** begin LISTED ENTRIES **
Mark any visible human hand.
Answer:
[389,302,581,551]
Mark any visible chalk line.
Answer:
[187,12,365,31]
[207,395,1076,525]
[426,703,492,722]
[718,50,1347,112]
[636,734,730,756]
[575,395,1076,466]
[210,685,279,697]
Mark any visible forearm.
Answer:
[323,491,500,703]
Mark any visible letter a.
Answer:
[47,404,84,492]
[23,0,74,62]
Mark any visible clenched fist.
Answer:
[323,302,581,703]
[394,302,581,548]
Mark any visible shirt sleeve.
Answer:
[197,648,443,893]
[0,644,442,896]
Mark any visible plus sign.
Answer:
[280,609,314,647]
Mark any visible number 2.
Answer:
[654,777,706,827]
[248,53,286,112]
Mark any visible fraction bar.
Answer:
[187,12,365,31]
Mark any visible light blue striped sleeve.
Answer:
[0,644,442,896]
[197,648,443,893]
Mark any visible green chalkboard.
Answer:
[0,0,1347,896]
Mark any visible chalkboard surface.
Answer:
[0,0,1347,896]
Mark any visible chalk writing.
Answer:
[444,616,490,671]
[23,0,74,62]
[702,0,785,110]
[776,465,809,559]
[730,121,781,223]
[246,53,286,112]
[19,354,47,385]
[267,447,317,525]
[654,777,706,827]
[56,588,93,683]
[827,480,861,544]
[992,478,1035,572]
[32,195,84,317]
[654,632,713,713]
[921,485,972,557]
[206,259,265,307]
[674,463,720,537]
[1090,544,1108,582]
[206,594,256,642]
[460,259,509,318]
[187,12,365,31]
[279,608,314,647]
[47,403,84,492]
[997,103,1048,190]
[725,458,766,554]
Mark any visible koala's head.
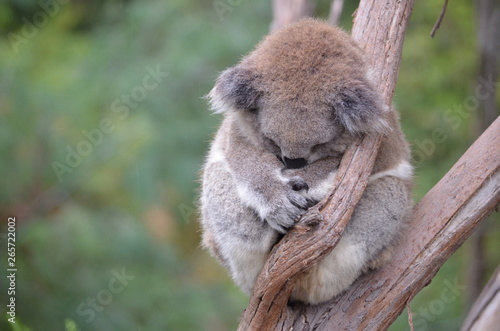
** end LISTED ENTRIES **
• AIM: Copy each item above word for word, but leave out the pictures.

• CORRECT OUTPUT:
Mark any visible human hand.
Answer:
[389,302,581,551]
Mark any visible chalk line.
Answer:
[187,12,365,31]
[207,395,1076,525]
[426,703,492,722]
[718,50,1347,112]
[636,734,730,756]
[575,395,1076,466]
[210,685,279,697]
Mark any visible forearm.
Answer:
[323,491,500,703]
Mark any visible letter a.
Answer:
[47,404,84,492]
[23,0,74,62]
Mark any visible clenched fist.
Answer:
[323,302,581,703]
[394,302,581,548]
Mark any visible shirt sleeve.
Answer:
[197,648,443,893]
[0,644,442,896]
Mark any visible plus sign.
Answer:
[280,609,314,647]
Mark any visible number 2.
Answer:
[654,777,706,827]
[248,53,286,112]
Mark any visible fraction bar.
Answer:
[187,12,365,31]
Mark any visible light blue striped sleeve.
Answer:
[0,644,442,896]
[197,648,443,893]
Mark any visible green chalkboard.
Answer:
[0,0,1347,896]
Mark any visible chalkboard surface.
Answer:
[0,0,1347,896]
Mark any visible chalk writing.
Answer:
[444,616,490,671]
[23,0,74,62]
[702,0,785,110]
[776,465,809,559]
[730,121,781,223]
[246,53,286,112]
[19,354,47,385]
[267,447,317,525]
[654,777,706,827]
[56,588,93,683]
[827,480,861,544]
[992,478,1035,572]
[32,195,84,317]
[654,632,713,713]
[921,485,972,557]
[206,259,265,307]
[674,463,720,537]
[1090,544,1108,582]
[206,594,256,642]
[460,259,509,318]
[187,12,365,31]
[279,608,314,647]
[47,403,84,492]
[997,103,1048,190]
[725,458,766,554]
Mark any visible koala's head.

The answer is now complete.